TASK MATERIAL:
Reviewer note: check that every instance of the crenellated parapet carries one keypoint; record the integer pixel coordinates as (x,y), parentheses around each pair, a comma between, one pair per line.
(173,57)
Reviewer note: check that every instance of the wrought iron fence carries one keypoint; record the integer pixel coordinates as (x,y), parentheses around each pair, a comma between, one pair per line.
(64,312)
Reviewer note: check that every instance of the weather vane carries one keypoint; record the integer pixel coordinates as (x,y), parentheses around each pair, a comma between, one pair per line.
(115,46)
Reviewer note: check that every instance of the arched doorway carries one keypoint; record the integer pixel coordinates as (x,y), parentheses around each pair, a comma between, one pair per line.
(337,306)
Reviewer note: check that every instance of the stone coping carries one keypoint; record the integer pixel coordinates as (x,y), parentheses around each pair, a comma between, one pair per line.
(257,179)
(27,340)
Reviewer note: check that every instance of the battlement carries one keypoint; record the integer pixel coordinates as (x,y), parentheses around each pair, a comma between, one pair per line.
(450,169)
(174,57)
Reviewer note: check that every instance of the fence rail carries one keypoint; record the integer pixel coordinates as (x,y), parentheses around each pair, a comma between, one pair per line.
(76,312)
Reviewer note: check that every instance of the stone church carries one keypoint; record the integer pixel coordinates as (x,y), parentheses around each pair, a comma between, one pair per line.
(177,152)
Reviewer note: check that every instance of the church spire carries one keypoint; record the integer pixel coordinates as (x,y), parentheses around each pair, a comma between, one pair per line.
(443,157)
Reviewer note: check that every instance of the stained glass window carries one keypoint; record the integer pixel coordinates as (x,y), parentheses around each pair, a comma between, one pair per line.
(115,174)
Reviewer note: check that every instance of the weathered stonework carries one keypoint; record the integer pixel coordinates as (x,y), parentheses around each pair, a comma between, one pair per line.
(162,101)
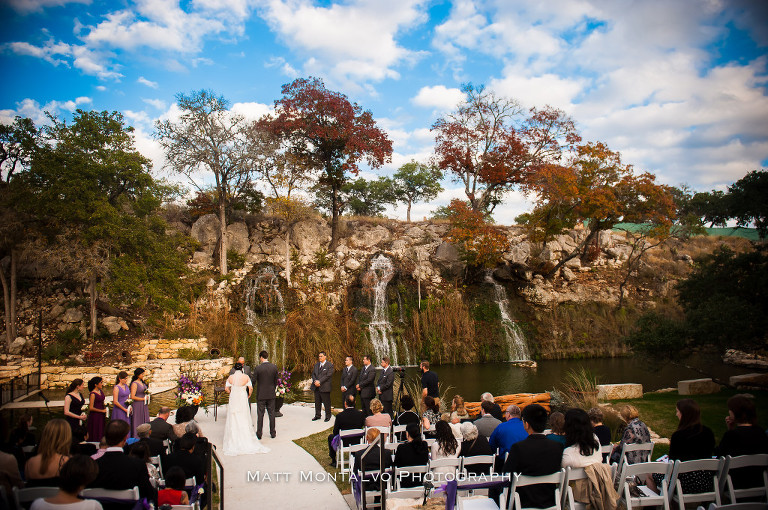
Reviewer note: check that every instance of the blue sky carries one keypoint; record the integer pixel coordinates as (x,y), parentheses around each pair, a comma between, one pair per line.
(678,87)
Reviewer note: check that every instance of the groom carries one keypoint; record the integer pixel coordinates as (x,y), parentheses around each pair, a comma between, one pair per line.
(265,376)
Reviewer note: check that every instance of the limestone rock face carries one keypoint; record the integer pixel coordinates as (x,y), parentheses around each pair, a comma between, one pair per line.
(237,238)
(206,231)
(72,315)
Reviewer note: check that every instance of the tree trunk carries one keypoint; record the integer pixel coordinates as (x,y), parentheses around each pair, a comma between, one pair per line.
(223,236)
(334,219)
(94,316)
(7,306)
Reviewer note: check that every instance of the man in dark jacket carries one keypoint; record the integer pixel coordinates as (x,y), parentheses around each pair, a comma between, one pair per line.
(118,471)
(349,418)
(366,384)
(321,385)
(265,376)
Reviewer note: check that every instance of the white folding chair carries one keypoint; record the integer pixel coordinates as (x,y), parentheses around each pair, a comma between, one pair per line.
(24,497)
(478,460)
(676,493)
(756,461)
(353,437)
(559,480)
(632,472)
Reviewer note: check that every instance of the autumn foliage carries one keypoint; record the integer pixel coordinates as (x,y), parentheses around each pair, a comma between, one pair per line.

AIM OF THE EXERCISE:
From the line with "Reviewer note: check that every instance of the tree" to the final line of the listing, write out each line unchanged. Add nothing.

REPLY TO THE EXERCISE:
Reviewer note: check that every instance of the tree trunk carries one keypoint; record the integer pixel coordinates as (x,y), parentheses around each pair, a comma between, one pair per line.
(223,236)
(334,219)
(94,316)
(7,306)
Reviewer note: check that every instance of the man in dark jacket carries one keypoint; record the integer pixel coordinates as (x,y), parentheses around each pair, a comma between, one pair per line.
(118,471)
(349,418)
(366,384)
(321,385)
(265,376)
Reviewer note: check that every instance of the white folding chair carries one keypoint; record the integer pixel coordinates as (x,y), parentheses around each pair, a comma between, one pair per line.
(24,497)
(478,460)
(676,493)
(756,461)
(353,437)
(559,480)
(632,472)
Reviewer note: check that every instance of the autumn foliage carries one keypoint; record the integer pixel coordinates as (x,y), parentheses around each pair, a comma between, one pair per line.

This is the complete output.